─── TEXTAUSZUG ───

Der Eingriff in erdiente und noch zu erdienende Versorgungsanwartschaften unterliegt nach der Rechtsprechung des BAG aufgrund der Grundsätze des Vertrauensschutzes und der Verhältnismäßigkeit einer dreistufigen Prüfung (sog. Drei-Stufen-Theorie). Diese Prüfung ist im Schrifttum umstritten und wirft in der Praxis regelmäßig neue Fragen auf. Streitgegenstand ist vorliegend die Höhe einer Hinterbliebenenversorgung. Die Klägerin, Witwe eines ehemaligen Arbeitnehmers der Arbeitgeberin, ist der Auffassung, dass die zu Lebzeiten ihres Ehemannes erfolgten zwei Eingriffe in dessen Versorgungszusage unrechtmäßig erfolgt waren. Die Versorgungszusage war zunächst im Jahr 2002 geändert worden und anschließend noch einmal 2004. Mit der zweiten Änderung wurden insbesondere verschiedene im Unternehmen vorhandene Versorgungswerke vereinheitlicht. Im Rahmen einer der Ablösungen wurde der bestehende Durchführungsweg für künftige Dienstzeiten geändert.

Entscheidung

Der 3. Senat des BAG hat die Revision der Witwe als begründet erachtet. Da das Gericht nicht entscheiden konnte, ob die Ablösung aus dem Jahr 2002 wirksam war, muss dies von der Vorinstanz geprüft werden. Sie hat hierbei insbesondere zu prüfen, ob mit der Ablösung aus dem Jahr 2002 in die erdiente Dynamik (zweite Besitzstandsstufe) oder nur in die künftig erdienbare Versorgungsanwartschaft (dritte Besitzstandsstufe) eingegriffen wurde. Das BAG hat dem LAG Nürnberg hierzu zahlreiche Kriterien vorgegeben. Der 3. Senat bestätigte in seiner Entscheidung das grundsätzliche Vorgehen des LAG Nürnberg. Dieses hatte zu Recht die Eingriffe anhand der Drei-Stufen-Theorie überprüft. Hierbei war nach seiner Ansicht und auch nach Auffassung des BAG jede Ablösung für sich zu prüfen.

─── GESPEICHERTE DATEN ───

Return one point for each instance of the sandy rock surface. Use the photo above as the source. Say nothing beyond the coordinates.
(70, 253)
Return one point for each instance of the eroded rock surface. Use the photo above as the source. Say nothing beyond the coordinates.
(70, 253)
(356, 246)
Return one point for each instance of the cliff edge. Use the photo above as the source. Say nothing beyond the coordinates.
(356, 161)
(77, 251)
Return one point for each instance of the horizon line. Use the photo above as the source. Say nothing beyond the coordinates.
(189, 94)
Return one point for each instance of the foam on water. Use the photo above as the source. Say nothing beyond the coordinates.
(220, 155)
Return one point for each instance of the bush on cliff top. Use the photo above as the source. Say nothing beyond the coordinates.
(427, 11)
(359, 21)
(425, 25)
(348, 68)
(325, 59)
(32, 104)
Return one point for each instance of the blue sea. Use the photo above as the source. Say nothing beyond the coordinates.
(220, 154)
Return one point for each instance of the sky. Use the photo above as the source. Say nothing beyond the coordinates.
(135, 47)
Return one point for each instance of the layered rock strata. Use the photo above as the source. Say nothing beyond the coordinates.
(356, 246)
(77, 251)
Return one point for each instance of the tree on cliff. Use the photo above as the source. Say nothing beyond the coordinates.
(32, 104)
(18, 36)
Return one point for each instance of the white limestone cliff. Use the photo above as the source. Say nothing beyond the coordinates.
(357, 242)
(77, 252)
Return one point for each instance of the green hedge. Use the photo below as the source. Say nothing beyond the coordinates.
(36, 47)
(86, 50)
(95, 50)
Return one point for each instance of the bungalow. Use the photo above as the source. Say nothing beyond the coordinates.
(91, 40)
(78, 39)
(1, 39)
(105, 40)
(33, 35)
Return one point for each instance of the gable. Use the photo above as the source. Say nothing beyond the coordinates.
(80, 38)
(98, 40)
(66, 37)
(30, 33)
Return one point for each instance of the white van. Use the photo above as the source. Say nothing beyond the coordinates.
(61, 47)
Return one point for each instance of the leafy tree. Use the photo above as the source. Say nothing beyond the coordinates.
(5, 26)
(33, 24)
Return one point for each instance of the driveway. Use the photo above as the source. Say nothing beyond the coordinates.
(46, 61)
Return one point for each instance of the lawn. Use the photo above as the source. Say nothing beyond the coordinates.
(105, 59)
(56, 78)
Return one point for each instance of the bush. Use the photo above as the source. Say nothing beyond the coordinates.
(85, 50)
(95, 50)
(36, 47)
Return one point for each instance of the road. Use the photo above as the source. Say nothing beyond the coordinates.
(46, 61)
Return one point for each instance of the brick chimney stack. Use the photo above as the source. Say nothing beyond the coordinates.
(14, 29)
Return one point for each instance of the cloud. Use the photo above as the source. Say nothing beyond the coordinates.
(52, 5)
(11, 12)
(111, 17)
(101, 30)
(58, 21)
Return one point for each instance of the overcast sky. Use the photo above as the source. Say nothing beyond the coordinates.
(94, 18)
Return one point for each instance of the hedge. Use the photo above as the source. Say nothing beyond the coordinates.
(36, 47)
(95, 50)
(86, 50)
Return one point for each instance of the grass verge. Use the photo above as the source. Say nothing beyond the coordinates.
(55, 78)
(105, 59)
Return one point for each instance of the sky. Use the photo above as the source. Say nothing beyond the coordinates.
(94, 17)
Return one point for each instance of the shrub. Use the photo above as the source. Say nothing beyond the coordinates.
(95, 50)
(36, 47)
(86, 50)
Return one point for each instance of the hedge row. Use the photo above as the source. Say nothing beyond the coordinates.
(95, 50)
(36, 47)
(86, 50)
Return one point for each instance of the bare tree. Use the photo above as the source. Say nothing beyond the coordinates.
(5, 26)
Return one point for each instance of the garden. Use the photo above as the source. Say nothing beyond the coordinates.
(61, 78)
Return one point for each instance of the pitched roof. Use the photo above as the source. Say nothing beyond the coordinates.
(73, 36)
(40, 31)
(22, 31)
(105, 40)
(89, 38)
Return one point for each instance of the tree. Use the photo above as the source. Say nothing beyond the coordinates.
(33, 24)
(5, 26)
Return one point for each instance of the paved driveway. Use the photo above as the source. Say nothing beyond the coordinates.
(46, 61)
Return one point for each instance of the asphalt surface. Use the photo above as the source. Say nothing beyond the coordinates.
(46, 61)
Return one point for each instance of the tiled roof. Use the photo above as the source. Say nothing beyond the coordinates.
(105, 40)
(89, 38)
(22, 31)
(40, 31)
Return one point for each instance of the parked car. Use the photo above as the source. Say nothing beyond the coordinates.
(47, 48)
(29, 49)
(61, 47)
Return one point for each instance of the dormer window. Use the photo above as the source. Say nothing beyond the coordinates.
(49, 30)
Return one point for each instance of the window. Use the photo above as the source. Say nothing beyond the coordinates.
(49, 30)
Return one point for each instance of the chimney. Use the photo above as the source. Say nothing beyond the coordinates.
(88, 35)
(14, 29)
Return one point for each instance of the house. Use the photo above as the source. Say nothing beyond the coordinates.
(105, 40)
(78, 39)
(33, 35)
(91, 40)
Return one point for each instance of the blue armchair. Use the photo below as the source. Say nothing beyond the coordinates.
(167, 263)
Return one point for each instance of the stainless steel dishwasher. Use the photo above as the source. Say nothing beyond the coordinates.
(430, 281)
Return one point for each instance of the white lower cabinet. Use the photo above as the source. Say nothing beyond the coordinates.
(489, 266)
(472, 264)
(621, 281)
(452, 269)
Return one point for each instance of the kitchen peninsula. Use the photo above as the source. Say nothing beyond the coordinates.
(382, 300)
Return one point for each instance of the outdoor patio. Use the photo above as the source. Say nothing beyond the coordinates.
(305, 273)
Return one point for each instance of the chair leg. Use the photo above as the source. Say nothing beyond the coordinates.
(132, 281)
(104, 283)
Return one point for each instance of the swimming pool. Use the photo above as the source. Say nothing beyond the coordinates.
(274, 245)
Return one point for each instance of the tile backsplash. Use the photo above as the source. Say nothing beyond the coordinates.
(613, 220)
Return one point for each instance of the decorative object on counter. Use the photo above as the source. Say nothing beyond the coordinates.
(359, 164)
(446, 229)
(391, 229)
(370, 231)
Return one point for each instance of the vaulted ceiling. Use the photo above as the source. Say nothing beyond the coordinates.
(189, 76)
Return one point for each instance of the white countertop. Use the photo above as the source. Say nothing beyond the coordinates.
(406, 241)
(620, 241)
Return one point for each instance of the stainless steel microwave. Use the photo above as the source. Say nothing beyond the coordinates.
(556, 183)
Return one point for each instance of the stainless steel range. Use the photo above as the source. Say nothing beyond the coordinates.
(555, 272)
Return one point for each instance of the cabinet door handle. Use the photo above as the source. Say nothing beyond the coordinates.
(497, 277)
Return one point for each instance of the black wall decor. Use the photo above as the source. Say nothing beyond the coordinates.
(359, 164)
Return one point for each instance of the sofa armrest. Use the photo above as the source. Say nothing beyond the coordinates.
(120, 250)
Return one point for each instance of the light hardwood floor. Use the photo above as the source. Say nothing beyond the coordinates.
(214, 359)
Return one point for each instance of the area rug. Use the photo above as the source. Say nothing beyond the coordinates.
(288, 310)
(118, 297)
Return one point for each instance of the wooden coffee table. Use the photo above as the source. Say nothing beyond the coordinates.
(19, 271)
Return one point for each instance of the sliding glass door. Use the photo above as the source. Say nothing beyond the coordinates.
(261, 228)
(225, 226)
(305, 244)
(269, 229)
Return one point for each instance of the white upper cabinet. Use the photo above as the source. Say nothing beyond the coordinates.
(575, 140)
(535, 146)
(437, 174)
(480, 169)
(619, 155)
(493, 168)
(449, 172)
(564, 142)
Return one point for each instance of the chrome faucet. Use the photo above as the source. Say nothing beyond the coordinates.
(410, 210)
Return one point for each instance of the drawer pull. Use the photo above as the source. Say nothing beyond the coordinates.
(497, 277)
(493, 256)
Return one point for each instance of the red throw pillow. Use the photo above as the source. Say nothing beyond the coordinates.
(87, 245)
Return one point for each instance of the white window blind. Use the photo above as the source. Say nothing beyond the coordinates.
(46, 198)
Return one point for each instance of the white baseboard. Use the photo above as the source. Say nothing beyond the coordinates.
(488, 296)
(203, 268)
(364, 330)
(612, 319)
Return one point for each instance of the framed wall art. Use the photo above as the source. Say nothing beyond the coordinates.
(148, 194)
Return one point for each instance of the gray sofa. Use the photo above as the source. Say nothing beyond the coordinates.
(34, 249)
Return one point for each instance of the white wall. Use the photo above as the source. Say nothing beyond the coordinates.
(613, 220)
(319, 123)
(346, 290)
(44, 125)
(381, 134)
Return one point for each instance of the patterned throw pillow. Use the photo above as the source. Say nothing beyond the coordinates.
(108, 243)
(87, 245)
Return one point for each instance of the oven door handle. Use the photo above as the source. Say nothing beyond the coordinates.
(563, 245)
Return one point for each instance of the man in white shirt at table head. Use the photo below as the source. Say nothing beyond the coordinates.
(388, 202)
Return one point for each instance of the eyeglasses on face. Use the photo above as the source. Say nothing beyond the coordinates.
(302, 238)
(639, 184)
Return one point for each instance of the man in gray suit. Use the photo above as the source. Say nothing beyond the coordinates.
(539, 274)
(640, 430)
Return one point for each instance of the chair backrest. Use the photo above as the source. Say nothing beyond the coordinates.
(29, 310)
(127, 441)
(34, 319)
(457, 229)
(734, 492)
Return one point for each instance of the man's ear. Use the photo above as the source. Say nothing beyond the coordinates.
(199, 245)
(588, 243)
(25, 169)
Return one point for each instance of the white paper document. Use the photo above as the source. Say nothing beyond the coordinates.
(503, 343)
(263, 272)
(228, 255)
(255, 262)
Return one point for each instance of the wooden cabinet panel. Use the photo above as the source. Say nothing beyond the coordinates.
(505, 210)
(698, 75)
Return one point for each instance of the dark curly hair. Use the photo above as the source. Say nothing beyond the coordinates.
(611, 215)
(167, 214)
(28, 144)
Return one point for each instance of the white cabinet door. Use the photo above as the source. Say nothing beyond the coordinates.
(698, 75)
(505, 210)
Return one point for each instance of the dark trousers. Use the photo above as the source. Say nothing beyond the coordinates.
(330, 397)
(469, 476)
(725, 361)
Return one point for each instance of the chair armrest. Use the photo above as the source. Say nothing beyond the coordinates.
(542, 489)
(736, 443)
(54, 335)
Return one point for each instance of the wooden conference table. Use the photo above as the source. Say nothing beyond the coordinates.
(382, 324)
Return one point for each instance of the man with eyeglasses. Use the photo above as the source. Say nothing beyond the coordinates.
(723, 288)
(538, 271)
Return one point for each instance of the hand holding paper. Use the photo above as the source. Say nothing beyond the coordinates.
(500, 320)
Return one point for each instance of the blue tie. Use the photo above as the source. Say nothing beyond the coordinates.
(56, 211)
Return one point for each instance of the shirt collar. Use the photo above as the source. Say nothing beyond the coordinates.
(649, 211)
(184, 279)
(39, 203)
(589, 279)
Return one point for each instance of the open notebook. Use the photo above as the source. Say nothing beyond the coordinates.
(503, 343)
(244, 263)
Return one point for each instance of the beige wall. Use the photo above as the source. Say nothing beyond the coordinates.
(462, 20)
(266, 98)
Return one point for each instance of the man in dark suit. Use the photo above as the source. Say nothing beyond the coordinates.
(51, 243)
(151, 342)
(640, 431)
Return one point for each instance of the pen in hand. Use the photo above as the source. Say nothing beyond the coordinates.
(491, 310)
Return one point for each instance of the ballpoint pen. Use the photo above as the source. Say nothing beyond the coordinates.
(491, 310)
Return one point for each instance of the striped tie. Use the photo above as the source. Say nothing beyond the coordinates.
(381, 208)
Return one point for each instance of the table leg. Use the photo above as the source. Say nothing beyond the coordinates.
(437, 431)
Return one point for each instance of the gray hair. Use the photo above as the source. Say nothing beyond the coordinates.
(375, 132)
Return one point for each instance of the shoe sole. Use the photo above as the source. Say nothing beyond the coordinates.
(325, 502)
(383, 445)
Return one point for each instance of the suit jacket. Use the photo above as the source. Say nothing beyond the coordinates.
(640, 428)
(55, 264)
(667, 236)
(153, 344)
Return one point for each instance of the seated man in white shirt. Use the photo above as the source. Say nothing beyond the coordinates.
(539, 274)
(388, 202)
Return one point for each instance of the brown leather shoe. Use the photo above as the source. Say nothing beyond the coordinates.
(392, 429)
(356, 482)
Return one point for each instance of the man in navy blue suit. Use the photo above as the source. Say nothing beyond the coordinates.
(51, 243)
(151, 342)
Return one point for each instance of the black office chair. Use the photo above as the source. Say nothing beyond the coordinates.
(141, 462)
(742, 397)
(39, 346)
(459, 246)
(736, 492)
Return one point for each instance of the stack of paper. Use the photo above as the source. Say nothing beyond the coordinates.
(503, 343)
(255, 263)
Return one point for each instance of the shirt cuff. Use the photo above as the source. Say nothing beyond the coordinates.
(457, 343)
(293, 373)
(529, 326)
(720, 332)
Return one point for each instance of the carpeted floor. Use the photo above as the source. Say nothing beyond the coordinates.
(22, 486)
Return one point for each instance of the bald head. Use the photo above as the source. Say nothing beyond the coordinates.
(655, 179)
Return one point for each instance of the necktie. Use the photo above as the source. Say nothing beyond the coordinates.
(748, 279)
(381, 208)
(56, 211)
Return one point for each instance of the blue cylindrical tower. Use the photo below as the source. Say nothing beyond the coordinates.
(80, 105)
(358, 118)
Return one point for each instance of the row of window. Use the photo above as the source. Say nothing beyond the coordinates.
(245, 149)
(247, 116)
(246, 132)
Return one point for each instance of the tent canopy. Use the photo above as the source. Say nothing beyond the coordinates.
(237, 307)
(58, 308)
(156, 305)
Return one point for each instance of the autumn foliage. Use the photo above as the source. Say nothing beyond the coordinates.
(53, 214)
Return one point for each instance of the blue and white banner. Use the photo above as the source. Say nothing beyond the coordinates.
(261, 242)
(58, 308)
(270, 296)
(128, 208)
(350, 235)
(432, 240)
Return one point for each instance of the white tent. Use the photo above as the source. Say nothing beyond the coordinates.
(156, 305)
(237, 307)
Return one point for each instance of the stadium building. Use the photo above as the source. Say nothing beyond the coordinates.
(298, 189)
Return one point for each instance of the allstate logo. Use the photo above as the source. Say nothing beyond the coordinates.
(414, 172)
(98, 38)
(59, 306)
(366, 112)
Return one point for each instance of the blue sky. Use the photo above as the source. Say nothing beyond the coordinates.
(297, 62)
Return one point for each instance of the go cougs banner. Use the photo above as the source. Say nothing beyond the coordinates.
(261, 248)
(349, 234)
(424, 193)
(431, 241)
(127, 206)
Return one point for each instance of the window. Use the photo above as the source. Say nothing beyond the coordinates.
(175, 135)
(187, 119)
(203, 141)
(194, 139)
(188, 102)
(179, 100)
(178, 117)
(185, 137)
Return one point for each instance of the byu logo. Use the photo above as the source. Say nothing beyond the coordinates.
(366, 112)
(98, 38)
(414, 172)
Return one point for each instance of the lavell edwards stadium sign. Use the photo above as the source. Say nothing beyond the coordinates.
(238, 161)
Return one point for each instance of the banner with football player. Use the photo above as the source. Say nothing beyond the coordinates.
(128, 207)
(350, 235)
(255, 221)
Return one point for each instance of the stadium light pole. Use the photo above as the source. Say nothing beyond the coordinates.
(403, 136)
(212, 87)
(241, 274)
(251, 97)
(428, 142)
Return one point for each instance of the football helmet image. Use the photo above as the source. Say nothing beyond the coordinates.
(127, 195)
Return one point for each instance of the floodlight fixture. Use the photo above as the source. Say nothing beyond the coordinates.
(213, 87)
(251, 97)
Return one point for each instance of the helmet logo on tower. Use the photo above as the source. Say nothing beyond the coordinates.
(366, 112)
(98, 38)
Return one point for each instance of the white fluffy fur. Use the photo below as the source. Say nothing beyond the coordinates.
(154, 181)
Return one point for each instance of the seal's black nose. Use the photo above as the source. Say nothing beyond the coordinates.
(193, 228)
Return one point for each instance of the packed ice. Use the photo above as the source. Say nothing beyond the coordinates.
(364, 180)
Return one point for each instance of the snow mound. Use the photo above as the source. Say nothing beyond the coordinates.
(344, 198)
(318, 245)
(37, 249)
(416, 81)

───

** AUFGABE **
Entscheide für jede der folgenden Aussagen, ob sie mit dem Textauszug übereinstimmt, und belege deine Antwort mit den maßgeblichen Worten des Textauszugs als wörtlichem Zitat. 1. Die Versorgungszusage wurde zunächst 2002 und danach noch einmal 2004 geändert. 2. Der 3. Senat des BAG wies die Revision der Witwe als unbegründet zurück. 3. Nach Auffassung des BAG waren die Ablösungen gemeinsam zu prüfen.

** VOLLSTÄNDIGE LÖSUNG **
1. Ja: „Die Versorgungszusage war zunächst im Jahr 2002 geändert worden und anschließend noch einmal 2004.“
2. Nein: „Der 3. Senat des BAG hat die Revision der Witwe als begründet erachtet.“
3. Nein: „Hierbei war nach seiner Ansicht und auch nach Auffassung des BAG jede Ablösung für sich zu prüfen.“